▶ **Text provided**
--------
So what’s the solution? What needs to be done to not only maintain good quality, nurse led and nurse staffed services but also safeguard and protect LD nurses as respected practitioners working in varied of roles, in plentiful and appropriate numbers?
Firstly, and in my honest and (well not very actually) humble opinion, we need to define our role, not just in what we do, but for whom we do it. We need to define the needs for which we are the best professionals to work with. There’s been much talk, not formally and informally, about what constitutes “health needs.” Using one tool, clients with the extremes of challenging behaviour fall into our remit, but no one else. Using another, clients with complex health needs would be the lucky service users. Using yet another it would be no one, and we would “merely” (I use quotation marks, as I don’t wish to downgrade the role) be advisors.
But I humbly believe we know best our client group, and it is not as rigid as the aforementioned categories, nor as closed as the third. Our client group, if it can be limited by such a term, is broad, yet specialised, and representative of the range of additional needs people with learning disabilities have. To see it, I look no further than the local Children’s Short Term Break Service, what could be considered to demonstrate the future range of needs adult services must be designed to meet. In a brief and simplified nutshell:
· Multiply-profoundly disabled people with complex health needs
· People with severe autism
· People with complex epilepsy
· People with challenging behaviour associated or coupled with physical/health needs e.g. epilepsy, sensory needs etc.
--------
▶ **Questions**
**A.** List the groups of people named in the bulleted list of the passage on learning disability nursing.
**B.** Go on with the passage on learning disability nursing, starting right after its final bulleted item.

Saved entries
--------
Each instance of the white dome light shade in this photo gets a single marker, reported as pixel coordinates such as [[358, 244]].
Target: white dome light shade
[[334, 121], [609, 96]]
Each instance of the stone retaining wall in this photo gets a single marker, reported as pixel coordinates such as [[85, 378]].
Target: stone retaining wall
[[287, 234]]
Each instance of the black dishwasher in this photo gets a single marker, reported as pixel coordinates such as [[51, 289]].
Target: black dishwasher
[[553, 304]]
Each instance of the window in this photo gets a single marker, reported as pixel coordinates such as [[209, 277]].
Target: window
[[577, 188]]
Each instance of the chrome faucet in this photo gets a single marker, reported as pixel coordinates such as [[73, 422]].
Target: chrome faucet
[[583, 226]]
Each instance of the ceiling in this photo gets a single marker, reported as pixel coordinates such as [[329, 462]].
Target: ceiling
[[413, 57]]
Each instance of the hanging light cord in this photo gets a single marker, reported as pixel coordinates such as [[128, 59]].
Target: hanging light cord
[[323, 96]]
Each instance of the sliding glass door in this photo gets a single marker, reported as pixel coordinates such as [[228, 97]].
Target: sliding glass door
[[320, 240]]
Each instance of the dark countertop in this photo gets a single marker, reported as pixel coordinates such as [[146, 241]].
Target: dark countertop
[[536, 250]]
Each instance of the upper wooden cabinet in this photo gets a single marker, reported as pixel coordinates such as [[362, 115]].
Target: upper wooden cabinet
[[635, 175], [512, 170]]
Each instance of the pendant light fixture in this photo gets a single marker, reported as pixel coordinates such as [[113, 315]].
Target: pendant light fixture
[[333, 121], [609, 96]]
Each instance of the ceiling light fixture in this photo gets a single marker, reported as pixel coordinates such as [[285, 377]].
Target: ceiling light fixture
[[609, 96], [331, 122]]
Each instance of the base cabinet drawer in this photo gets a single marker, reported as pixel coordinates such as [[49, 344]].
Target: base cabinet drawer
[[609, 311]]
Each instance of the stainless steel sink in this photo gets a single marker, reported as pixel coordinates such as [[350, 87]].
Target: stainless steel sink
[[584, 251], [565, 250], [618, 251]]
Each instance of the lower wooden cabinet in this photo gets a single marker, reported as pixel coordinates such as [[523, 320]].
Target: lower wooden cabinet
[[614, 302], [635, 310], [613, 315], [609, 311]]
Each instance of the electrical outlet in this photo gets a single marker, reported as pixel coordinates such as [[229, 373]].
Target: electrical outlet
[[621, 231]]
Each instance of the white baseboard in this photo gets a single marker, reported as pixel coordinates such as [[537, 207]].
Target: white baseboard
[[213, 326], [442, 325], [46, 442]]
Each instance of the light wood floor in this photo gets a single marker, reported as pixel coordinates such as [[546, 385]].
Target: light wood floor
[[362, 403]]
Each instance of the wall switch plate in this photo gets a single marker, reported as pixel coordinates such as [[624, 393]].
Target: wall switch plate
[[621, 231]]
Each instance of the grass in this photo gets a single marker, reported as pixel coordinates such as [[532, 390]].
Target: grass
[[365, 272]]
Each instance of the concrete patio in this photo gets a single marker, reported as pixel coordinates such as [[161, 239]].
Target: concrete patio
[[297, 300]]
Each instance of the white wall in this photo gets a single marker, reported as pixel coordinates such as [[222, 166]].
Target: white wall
--------
▶ **Answer section**
**A.**
- Multiply-profoundly disabled people with complex health needs
- People with severe autism
- People with complex epilepsy
- People with challenging behaviour associated or coupled with physical/health needs, e.g. epilepsy, sensory needs

**B.**
And combinations of any, or all, of the above. (There’s that “and” again)
Those people form our client group, and we are the best professionals to work with them. Which brings me nicely to my next point.
Secondly, we need to explain, in assertive, plain and meaningful (to other professionals and service planners) ways, why we are the most suitable, able and skilled professionals to work with them. Which I will now attempt to do.
Nurses bring with them a 3-year LD specific training course, which instructs us specifically in meeting those needs, not just as individual workers but as leaders of teams.
Nurses have both the psychological skills and experience but also the Nursing skills needed to work with the whole range of needs found in the increasingly complex conditions people with learning disabilities have.
Nurses are the only comparable group of professionals to have the background knowledge and skills to not only quickly develop the expertise needed to work with an individual complex clients, but also the background knowledge to apply to developmental work and progressive and positive approaches.
But we know all that, don’t we? However, and to quote a word I dislike (but hey, I’m in management so I should use it more anyway) we need to be proactive in forging the way forward and defining not only our role but more importantly our future as a profession.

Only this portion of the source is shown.